== Teks
Dr. Hasbullah, M.Pd.I
Dosen Universistas Muhammadiyah Pringsewu
Wakil Ketua Majelis Dikdasmen PNF PWM Lampung
Sumaterapost.co.Pringsewu.Desember selalu memiliki cara unik untuk memaksa kita melambat. Di tengah riuh rendah kembang api dan rencana liburan, akhir tahun 2025 ini membawa atmosfer yang sedikit berbeda. Sebagai seorang pendidik yang hari harinya dihabiskan di antara deretan bangku kelas dan tumpukan ide, saya merasakan ada semacam keheningan yang menuntut jawaban. Kita tidak hanya sedang menutup kalender, kita sedang menutup sebuah babak transisi besar dalam sejarah pendidikan Indonesia.
Setahun terakhir, kita menyaksikan dua narasi besar bersemi di tanah air. Di satu sisi, Kementerian Pendidikan Dasar dan Menengah (Kemendikdasmen) gencar menyuarakan Deep Learning sebagai upaya memutus rantai hafalan dangkal. Di sisi lain, Kementerian Agama (Kemenag) konsisten memperkuat fondasi Pendidikan Berbasis Cinta sebagai oase bagi keringnya spiritualitas di ruang kelas. Pertanyaannya, di mana kedua arus ini bertemu dalam diri anak didik kita?
Menatap Spion; Residu Pendidikan 2025
Jika kita menengok ke belakang melalui kaca spion waktu, tahun 2025 adalah tahun di mana teknologi kecerdasan buatan (AI) bukan lagi sekadar tamu, melainkan penghuni tetap di tas sekolah siswa. Informasi tersedia dalam hitungan detik, namun pengetahuan seringkali hanya mampir di permukaan. Kita melihat fenomena “generasi instan” yang mampu menjawab segala hal, namun gagap saat ditanya “mengapa” dan “untuk apa”.
====
== Data yang Diberikan
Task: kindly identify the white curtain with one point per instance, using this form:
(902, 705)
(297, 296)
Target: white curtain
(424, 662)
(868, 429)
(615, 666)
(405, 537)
====
== Data yang Diberikan
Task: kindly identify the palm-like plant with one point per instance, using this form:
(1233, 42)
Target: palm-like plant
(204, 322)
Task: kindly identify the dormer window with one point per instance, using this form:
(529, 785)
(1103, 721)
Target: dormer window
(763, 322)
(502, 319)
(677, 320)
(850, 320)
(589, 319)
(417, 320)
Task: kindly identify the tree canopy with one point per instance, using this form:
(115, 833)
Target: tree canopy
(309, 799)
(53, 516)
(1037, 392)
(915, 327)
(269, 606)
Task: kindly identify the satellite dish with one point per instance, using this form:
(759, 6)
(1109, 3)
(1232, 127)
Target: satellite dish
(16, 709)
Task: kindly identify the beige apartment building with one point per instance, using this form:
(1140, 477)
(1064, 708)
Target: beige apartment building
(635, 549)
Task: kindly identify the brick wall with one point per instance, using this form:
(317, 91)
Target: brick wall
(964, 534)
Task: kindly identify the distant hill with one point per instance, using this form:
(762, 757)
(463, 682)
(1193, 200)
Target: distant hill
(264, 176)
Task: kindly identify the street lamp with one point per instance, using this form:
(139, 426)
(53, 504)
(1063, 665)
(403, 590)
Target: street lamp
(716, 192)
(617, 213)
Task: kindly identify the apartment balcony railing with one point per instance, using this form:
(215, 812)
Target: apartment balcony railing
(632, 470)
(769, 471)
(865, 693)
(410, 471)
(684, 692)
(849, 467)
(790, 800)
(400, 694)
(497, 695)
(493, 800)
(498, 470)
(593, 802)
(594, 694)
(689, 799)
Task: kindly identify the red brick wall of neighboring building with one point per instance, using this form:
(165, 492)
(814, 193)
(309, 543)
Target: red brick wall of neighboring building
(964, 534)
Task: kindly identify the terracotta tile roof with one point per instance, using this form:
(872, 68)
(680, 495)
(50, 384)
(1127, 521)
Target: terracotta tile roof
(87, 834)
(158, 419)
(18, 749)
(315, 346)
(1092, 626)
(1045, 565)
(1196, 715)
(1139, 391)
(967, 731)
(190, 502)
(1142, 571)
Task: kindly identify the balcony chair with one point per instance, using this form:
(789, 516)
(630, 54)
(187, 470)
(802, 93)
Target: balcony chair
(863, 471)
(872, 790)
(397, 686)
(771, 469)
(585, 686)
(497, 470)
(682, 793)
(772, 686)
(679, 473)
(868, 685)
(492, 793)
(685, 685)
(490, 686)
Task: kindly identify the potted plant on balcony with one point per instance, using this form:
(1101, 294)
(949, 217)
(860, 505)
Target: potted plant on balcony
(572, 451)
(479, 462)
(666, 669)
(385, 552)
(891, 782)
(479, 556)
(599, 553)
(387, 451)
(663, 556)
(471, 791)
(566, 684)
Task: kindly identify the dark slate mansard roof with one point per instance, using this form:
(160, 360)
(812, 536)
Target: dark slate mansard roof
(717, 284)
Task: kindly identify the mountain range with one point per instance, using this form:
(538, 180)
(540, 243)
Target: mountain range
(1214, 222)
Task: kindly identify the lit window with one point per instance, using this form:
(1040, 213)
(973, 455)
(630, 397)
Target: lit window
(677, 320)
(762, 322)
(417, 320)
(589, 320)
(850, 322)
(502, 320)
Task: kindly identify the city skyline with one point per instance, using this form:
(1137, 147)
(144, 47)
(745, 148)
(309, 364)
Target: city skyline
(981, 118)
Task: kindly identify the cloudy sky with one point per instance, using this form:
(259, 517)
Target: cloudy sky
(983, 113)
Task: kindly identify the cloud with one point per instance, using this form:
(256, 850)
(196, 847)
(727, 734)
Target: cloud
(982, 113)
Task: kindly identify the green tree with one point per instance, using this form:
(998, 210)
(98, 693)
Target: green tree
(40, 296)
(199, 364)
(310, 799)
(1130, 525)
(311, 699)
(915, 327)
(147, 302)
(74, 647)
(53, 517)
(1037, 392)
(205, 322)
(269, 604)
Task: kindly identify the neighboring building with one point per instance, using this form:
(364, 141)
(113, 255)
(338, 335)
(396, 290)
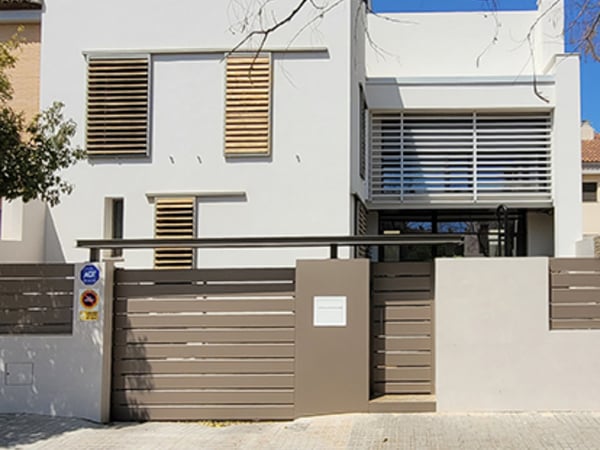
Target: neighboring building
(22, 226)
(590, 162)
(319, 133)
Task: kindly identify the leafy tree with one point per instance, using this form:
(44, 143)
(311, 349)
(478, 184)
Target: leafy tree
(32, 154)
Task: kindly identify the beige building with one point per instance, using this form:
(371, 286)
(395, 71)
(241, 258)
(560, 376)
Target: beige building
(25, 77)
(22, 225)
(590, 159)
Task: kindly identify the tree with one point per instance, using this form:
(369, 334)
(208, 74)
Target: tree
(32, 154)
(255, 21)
====
== Data yang Diberikan
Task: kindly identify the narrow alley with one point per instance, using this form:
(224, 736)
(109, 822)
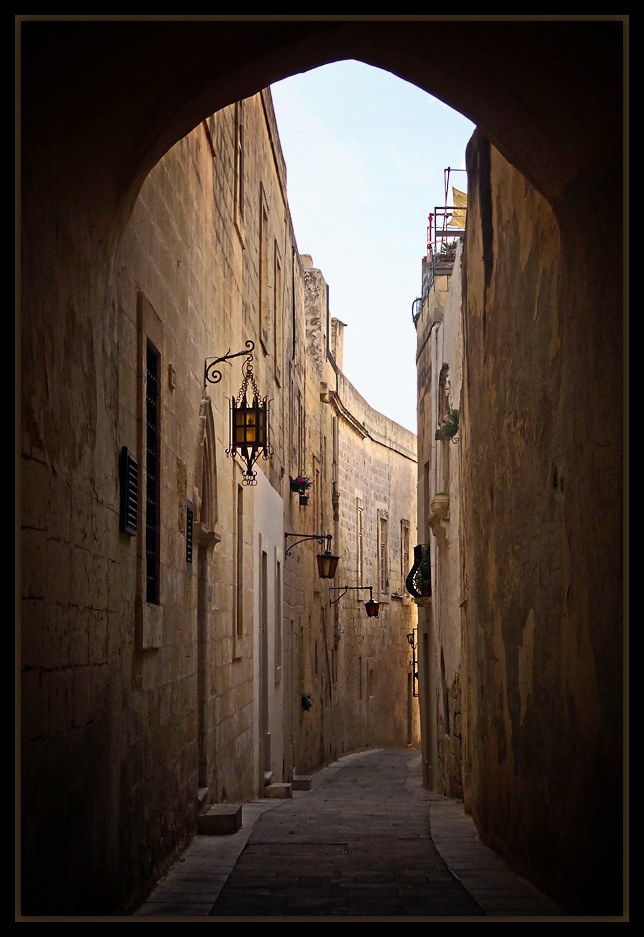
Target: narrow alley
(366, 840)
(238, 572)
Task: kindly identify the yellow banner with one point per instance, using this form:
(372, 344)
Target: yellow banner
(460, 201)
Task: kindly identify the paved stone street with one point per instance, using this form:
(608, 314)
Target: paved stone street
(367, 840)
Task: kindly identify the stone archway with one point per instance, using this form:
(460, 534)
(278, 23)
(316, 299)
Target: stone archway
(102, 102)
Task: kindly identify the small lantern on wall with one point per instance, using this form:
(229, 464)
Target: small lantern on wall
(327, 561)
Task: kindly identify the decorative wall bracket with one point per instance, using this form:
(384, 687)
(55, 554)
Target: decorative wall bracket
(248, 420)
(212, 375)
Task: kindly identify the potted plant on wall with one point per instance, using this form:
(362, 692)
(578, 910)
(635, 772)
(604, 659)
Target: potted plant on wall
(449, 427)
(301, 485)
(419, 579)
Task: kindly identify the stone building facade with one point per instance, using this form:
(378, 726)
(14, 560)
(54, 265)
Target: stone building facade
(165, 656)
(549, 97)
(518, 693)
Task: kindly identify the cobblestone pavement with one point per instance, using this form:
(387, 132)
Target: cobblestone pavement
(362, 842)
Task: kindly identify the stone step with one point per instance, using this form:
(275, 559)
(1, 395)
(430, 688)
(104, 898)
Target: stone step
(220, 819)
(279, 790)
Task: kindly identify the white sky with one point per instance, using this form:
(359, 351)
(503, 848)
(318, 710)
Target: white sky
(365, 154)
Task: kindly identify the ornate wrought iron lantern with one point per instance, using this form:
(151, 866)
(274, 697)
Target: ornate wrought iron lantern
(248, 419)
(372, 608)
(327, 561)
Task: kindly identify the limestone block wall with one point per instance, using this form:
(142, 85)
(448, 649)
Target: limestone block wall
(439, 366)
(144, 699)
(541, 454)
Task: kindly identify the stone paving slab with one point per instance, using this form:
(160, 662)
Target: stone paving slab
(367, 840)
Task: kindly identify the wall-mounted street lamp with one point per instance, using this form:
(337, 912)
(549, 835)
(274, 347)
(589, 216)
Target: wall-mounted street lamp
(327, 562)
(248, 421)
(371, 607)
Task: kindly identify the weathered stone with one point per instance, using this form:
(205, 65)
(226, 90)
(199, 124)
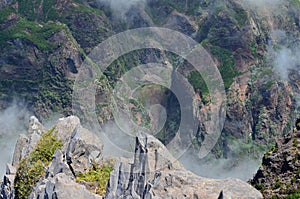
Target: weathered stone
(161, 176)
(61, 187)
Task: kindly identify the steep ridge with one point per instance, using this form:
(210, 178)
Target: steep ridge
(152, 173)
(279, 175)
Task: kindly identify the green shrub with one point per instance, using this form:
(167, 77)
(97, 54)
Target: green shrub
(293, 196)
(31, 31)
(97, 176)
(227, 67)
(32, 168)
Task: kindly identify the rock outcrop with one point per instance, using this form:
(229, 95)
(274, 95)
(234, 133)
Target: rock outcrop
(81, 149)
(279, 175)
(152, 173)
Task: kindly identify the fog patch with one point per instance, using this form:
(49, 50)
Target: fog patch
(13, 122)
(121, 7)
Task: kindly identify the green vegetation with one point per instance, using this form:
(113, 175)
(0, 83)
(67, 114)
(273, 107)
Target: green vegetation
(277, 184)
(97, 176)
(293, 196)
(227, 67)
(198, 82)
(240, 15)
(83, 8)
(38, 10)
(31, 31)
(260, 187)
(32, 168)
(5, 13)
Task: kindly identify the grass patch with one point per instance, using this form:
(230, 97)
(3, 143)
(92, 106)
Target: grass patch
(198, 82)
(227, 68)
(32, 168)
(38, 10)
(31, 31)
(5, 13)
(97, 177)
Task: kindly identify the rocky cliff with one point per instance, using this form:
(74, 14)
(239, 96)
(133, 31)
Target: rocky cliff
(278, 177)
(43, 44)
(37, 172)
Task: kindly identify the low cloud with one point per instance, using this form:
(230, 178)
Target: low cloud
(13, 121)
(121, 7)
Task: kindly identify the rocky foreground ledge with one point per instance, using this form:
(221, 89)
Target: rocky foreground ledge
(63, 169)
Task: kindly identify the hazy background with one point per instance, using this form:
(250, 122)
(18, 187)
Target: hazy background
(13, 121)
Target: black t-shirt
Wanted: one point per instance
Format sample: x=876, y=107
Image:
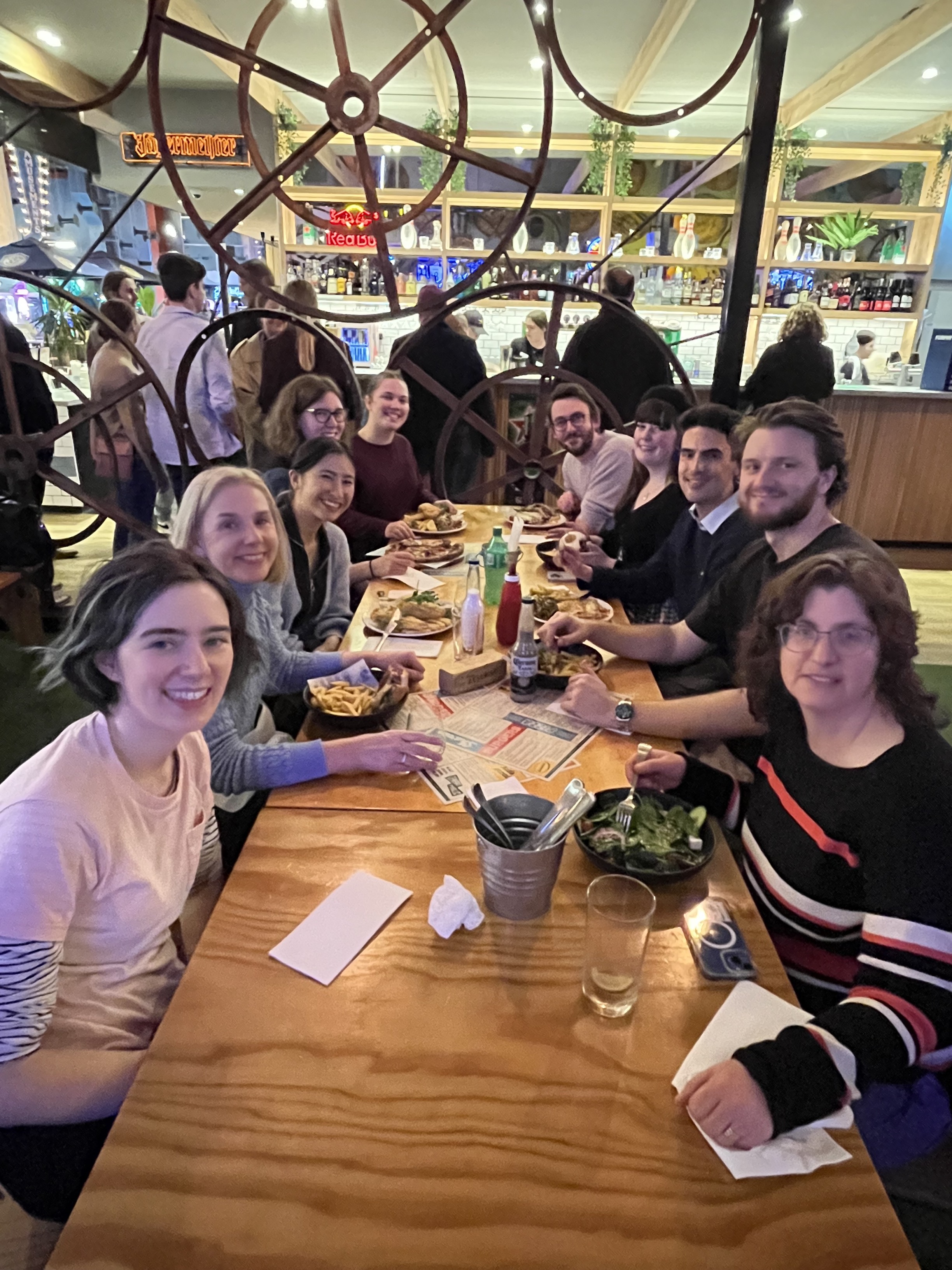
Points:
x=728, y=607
====
• _Tujuan Tugas_:
Teruskan tulisan tentang pendidikan Indonesia pada akhir 2025 mulai sesudah kalimat terakhirnya.

• _Jawaban Latihan_:
Sebagai pendidik, saya sering merenung: apakah kita telah terjebak dalam perlombaan menyelesaikan kurikulum, namun abai dalam menyentuh nurani? Evaluasi akhir tahun ini menunjukkan bahwa tantangan terbesar kita bukan lagi kekurangan data, melainkan krisis kedalaman dan hilangnya makna. Di sinilah, dua gagasan besar Deep Learning dan Pendidikan Berbasis Cinta muncul bukan sebagai pilihan, melainkan sebagai pasangan jiwa yang saling melengkapi.
Deep Learning; Menggali Akar hingga ke Dasar
Konsep Deep Learning yang diusung Kemendikdasmen bukan sekadar jargon teknis. Ia adalah antitesis dari surface learning yang selama puluhan tahun menyiksa anak anak kita dengan beban hafalan. Deep Learning mengajak siswa untuk menyelam.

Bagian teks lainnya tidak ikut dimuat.